§ Your objective: Below are records; output exactly the lines from the one with "man in the photo above." through their final line.

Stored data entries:
::::::

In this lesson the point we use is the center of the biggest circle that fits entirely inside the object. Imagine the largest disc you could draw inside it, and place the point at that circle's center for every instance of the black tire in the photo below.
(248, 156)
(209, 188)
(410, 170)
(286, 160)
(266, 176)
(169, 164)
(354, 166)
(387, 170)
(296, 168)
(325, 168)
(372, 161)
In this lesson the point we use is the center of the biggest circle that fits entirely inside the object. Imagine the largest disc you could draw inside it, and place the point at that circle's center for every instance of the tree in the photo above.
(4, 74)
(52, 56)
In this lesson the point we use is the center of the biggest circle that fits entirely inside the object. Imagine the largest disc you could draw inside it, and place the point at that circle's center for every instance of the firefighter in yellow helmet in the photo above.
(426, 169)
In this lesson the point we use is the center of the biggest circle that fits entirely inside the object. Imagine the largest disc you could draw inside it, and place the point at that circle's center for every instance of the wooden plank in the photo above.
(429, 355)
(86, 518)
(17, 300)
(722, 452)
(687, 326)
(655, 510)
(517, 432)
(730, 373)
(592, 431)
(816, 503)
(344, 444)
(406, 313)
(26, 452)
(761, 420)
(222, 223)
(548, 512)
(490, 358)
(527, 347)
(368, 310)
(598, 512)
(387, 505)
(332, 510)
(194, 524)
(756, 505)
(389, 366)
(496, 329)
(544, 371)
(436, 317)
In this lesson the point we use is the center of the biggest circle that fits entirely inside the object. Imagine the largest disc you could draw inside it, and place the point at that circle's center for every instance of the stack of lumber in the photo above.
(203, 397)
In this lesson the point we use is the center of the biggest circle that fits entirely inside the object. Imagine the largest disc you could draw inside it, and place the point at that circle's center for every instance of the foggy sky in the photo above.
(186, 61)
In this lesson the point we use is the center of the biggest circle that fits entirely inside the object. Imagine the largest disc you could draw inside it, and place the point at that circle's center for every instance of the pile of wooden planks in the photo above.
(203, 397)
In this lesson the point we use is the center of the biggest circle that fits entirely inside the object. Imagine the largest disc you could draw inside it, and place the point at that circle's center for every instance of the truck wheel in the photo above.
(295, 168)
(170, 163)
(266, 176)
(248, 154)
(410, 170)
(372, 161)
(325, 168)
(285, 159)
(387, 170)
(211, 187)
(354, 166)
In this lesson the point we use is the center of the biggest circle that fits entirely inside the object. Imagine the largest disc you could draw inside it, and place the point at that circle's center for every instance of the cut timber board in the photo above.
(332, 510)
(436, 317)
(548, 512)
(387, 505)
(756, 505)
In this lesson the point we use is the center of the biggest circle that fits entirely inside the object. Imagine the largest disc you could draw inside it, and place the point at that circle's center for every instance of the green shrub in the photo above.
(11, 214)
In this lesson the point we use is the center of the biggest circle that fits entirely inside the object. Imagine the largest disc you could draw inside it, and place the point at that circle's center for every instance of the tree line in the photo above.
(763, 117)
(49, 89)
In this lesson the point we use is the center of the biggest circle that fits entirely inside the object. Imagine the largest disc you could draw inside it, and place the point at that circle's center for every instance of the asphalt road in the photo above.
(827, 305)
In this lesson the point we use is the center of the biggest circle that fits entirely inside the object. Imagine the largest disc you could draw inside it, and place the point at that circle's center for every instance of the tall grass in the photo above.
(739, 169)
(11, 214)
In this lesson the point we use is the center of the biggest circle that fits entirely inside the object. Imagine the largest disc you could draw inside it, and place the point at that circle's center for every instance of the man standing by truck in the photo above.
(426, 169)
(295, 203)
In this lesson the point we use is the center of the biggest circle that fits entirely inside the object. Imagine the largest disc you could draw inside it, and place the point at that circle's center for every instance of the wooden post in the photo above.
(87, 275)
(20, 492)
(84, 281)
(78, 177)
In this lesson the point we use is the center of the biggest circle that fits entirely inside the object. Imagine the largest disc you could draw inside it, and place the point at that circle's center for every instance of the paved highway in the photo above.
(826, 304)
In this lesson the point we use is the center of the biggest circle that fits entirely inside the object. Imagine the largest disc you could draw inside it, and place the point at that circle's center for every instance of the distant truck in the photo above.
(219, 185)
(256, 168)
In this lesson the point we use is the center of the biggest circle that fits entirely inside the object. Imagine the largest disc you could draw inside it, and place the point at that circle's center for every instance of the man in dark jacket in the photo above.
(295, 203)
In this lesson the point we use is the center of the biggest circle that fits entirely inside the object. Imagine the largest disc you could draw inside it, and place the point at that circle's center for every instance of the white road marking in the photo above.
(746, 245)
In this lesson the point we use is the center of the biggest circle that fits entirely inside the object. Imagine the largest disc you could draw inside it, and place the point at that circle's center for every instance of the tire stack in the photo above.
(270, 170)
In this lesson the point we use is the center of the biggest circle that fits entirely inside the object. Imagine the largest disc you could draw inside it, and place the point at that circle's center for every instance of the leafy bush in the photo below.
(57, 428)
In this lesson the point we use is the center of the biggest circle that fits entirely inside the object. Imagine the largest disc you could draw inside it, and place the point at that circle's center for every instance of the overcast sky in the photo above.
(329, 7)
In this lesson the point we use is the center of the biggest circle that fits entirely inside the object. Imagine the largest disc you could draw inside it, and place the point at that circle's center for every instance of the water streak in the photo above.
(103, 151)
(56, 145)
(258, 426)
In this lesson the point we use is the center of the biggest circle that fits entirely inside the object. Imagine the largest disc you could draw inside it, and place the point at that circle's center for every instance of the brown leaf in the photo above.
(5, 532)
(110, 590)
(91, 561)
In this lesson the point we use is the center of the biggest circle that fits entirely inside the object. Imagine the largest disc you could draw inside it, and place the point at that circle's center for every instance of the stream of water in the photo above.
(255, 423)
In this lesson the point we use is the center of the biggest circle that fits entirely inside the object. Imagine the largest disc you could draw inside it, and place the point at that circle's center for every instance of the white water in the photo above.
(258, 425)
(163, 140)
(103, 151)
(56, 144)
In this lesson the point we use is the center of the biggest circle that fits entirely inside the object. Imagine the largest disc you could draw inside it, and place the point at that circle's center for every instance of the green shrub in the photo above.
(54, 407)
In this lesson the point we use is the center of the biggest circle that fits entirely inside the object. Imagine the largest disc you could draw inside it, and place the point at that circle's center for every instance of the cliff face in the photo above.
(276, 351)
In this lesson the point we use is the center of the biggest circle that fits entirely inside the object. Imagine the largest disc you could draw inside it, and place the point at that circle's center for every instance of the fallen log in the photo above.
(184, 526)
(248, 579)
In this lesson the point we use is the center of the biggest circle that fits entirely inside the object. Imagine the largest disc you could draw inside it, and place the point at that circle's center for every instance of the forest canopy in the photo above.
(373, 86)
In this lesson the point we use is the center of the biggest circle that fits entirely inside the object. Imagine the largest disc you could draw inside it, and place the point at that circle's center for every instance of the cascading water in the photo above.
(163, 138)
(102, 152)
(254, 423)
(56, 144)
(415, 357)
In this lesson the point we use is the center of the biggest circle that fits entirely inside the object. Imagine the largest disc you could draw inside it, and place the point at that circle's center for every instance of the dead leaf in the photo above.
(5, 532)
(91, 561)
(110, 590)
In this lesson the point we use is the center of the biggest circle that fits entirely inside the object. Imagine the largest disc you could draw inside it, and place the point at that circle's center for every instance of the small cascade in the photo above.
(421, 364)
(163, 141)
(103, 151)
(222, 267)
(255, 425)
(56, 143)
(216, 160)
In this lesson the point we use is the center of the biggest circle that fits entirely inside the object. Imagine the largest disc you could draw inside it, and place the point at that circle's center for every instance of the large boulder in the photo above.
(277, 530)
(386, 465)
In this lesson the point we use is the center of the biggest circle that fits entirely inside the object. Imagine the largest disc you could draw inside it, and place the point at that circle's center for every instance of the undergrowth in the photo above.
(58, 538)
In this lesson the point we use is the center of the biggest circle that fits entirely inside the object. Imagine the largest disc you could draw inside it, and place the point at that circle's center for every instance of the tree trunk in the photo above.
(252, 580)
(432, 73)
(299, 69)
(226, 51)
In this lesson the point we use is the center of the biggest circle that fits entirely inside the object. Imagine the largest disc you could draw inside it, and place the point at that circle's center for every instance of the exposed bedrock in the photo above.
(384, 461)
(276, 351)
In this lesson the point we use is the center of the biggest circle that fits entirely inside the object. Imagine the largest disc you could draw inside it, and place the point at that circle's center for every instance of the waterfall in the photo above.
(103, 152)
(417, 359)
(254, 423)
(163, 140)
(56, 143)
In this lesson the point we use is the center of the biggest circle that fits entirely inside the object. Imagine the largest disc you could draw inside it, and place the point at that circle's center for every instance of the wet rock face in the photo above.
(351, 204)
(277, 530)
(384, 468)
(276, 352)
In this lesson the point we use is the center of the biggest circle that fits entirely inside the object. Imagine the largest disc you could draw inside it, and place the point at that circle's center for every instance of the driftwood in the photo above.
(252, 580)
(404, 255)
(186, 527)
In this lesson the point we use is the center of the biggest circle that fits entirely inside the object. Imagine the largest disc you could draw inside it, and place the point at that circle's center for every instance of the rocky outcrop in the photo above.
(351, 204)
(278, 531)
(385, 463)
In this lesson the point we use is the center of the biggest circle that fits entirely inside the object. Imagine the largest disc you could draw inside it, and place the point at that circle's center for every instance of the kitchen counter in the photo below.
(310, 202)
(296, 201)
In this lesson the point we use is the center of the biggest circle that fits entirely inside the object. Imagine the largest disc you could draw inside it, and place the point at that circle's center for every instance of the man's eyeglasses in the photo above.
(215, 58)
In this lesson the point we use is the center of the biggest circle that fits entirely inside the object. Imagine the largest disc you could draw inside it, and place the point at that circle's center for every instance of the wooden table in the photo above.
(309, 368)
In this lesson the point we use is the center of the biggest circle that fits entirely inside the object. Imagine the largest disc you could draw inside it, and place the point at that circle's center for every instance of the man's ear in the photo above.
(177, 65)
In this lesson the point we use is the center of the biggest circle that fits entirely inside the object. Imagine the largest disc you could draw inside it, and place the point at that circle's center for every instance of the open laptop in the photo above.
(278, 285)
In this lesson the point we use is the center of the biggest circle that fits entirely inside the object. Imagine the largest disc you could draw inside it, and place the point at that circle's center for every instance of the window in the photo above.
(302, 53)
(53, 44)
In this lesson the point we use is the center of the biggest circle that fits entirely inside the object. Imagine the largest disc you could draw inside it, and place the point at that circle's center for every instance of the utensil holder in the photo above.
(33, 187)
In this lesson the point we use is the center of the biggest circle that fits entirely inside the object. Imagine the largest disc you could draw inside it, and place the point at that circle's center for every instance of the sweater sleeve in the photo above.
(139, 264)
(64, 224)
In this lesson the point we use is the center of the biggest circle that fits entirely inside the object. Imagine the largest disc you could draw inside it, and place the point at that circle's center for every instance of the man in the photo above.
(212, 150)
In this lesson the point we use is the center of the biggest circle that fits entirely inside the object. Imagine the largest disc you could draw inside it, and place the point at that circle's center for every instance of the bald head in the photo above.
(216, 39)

::::::

§ Result of this exercise:
In this lesson the point we use is the center of the biggest circle that fits entirely inside the object. Imagine the largest disc you could draw inside it, and place the point at that circle's center for every instance of the man in the photo above.
(212, 150)
In this lesson the point we use is the center of the biggest circle that fits entirely inside the object. Imagine the largest disc you could draw inside it, and place the point at that circle's center for every instance of the bald head in the photo above.
(216, 39)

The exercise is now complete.